▶ **Point-per-instance localization data**:
☆ ☆ ☆ ☆ ☆ ☆ ☆

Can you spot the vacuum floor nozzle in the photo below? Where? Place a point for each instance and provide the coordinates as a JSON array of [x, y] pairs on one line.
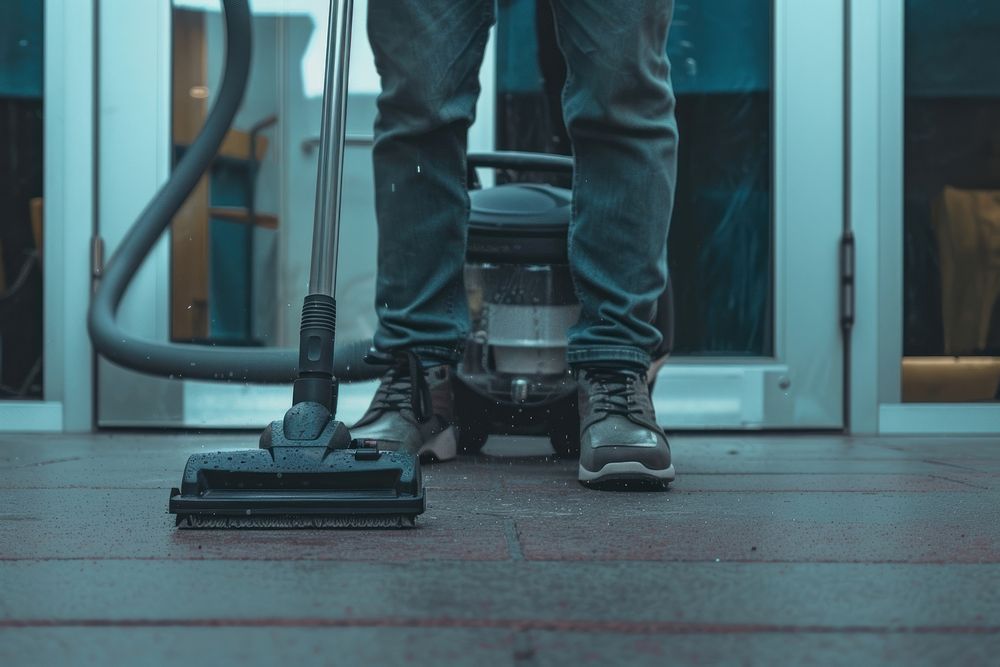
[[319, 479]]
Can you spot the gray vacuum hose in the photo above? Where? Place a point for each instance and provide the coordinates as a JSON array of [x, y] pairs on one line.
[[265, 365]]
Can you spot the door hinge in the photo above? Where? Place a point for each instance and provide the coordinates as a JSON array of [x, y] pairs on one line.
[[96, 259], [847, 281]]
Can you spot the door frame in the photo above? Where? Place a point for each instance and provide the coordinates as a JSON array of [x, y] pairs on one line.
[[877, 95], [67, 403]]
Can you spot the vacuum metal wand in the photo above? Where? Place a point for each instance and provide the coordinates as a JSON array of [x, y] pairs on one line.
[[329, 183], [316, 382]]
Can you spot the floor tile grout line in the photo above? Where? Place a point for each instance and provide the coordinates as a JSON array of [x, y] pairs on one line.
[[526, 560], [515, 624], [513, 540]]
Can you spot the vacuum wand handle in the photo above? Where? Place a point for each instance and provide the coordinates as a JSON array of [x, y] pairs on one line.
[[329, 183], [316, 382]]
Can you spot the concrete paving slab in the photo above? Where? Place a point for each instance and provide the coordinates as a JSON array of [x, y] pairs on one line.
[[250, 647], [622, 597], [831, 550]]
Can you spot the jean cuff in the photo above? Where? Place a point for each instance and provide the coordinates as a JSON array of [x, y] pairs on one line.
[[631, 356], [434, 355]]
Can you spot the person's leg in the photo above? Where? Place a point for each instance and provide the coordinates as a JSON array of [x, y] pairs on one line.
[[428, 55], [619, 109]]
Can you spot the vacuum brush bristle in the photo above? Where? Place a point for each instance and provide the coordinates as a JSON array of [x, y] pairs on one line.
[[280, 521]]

☆ ☆ ☆ ☆ ☆ ☆ ☆

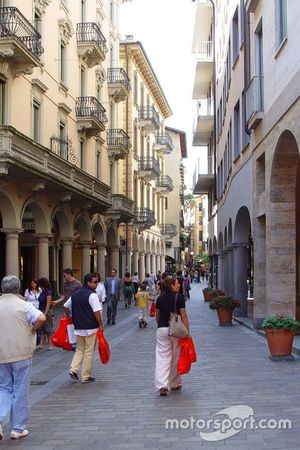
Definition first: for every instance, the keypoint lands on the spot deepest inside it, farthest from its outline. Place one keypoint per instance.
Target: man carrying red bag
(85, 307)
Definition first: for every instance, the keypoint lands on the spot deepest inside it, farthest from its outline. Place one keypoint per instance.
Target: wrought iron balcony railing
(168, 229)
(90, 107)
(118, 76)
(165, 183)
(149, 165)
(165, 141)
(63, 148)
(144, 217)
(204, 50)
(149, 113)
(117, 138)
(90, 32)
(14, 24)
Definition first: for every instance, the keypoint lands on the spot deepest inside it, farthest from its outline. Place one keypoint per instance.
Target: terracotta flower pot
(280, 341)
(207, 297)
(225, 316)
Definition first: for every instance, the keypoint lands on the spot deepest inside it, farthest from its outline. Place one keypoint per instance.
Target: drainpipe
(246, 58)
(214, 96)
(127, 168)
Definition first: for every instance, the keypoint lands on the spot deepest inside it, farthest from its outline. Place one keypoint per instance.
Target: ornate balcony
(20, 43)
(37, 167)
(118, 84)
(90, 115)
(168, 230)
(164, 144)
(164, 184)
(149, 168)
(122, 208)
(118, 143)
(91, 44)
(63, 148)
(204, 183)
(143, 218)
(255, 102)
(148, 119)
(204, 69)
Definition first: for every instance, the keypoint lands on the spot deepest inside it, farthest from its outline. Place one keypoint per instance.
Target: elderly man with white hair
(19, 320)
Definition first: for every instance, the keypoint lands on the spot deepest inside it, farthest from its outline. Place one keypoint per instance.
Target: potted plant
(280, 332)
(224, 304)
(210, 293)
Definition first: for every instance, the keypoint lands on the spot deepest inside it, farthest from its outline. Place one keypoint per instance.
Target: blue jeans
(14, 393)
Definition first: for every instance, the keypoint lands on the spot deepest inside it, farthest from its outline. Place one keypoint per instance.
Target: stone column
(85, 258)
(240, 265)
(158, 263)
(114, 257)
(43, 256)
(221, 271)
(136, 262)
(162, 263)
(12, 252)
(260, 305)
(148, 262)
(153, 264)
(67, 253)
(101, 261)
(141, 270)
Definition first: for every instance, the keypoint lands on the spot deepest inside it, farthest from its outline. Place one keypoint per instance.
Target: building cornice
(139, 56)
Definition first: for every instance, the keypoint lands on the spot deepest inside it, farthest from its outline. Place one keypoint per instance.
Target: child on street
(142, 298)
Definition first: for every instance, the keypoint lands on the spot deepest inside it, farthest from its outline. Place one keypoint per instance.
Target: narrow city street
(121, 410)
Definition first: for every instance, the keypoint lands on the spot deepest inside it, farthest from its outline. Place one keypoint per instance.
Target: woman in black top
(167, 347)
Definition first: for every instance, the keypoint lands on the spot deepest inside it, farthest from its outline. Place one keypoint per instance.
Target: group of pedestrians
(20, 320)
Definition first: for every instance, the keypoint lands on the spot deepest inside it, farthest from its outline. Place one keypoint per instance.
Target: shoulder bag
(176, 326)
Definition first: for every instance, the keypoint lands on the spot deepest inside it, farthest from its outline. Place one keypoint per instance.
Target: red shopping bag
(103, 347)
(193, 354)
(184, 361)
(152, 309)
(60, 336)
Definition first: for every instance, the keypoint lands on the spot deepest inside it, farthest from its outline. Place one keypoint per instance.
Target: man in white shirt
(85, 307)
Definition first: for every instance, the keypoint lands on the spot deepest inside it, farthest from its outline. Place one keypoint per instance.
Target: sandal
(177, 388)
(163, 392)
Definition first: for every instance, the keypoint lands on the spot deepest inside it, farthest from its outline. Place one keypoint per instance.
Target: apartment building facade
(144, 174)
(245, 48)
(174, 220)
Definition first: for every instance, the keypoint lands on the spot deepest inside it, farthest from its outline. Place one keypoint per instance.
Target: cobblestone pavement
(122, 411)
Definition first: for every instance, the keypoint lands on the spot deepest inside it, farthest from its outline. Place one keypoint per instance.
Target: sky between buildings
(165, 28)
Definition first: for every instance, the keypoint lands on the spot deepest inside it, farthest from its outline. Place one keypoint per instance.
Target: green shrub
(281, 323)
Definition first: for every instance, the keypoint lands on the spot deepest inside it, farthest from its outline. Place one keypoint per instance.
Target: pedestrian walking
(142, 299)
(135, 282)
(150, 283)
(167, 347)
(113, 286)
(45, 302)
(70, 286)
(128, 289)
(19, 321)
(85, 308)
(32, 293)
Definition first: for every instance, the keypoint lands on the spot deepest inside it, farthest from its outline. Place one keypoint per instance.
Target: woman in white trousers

☆ ☆ ☆ ☆ ☆ ☆ ☆

▶ **WHAT IS EXPECTED**: Exact duplication is required for the lines above, from the line that contains "Target: green shrub" to the line that contains "Target: woman in white trousers", inclusive; omit all others.

▶ **OUTPUT**:
Target: green shrub
(281, 323)
Definition first: for every instance, the keypoint lands on the spot deepest inside it, farthest from its outline. Place one keypoint per instance.
Target: pedestrian walking
(142, 299)
(135, 282)
(150, 283)
(167, 347)
(113, 286)
(45, 302)
(70, 286)
(128, 289)
(19, 321)
(85, 308)
(32, 293)
Definition first: for every instance, the keypoint lands on the spot deepest inside it, farthest from its outline. Place one keypoint per instance.
Target: woman in white trousers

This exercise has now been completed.